SUPPLIED TEXT
========================
Enzalutamide: Understanding and Managing Drug Interactions to Improve Patient Safety and Drug Efficacy

4.1 Patients With Prostate Cancer Are Commonly Treated for Various Comorbidities

Comorbidities that coexist in patients with prostate cancer over 65 years of age include hypertension, hypercholesterolemia, diabetes, cardiovascular diseases, chronic back pain, depression and anxiety, and others [43]. Therefore, patients with prostate cancer are commonly treated with drugs for a variety of other conditions and these need to be carefully managed together with medications aimed at treating their prostate cancer. Here, we describe potential DDIs between enzalutamide and other commonly prescribed drugs (Table 1) and frequently used supplements among patients with prostate cancer. We also propose strategies for preventing potentially problematic enzalutamide DDIs.

4.2 Oral Androgen Deprivation Therapy

Enzalutamide is prescribed in combination with androgen deprivation therapy (ADT) [26]. Commonly prescribed ADT drugs include the GnRH agonists leuprolide, goserelin, and triptorelin, and the GnRH antagonist degarelix [44]. These drugs are delivered via injection, are not metabolized via hepatic CYPs, and are not predicted to interact with enzalutamide [9]. Relugolix is an orally administered GnRH antagonist ADT that suppresses testosterone production in the treatment of prostate cancer [44]. Relugolix is a substrate of CYP3A, CYP2C8, and P-gp, and an inducer of CYP3A and CYP2B6 [45]. As enzalutamide is a mild P-gp inhibitor [35], it could increase the plasma concentration of P-gp substrates such as relugolix. However, enzalutamide is a strong inducer of CYP3A4, providing a mechanism through which it could potentially decrease the plasma concentration of relugolix. The HERO study demonstrated that relugolix suppresses testosterone in a manner superior to that of leuprolide in men with advanced prostate cancer [46]. In a subgroup and pharmacokinetic/pharmacodynamic analysis of the HERO study, George et al. demonstrated that treatment of patients with advanced prostate cancer with relugolix was associated with similar efficacy and safety outcomes with and without coadministration of enzalutamide [47]. Importantly, the results of this study suggest that any effects enzalutamide may have on relugolix metabolism do not have an overall impact on relugolix drug exposure or relugolix-mediated testosterone suppression [47]. Therefore, when enzalutamide is combined with relugolix, no dose adjustments are needed for either medication.
========================
WHAT TO WORK ON
Please name the enzymes that relugolix induces, according to the enzalutamide text.

GIVEN MATERIAL
========================
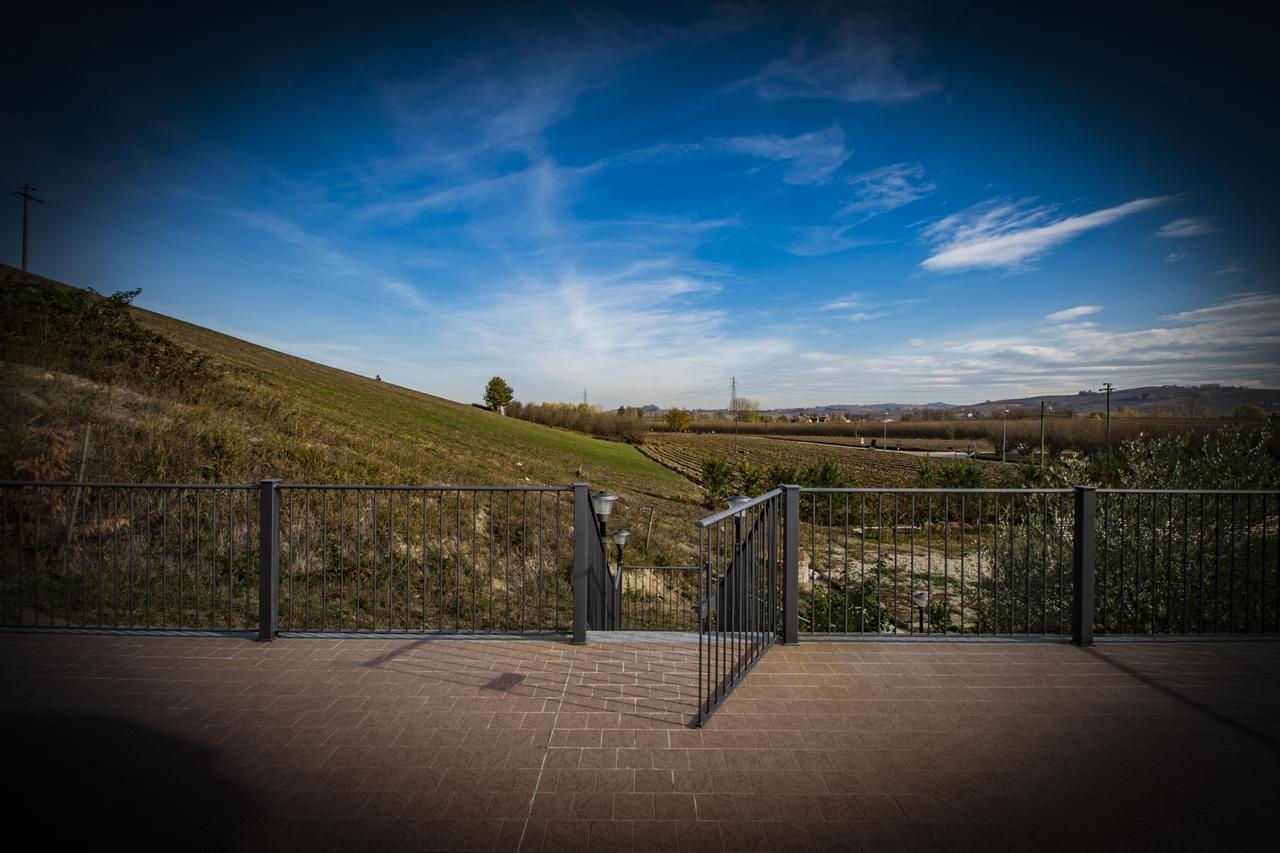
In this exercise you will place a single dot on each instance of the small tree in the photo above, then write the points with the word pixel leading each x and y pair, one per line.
========================
RESULT
CYP3A and CYP2B6.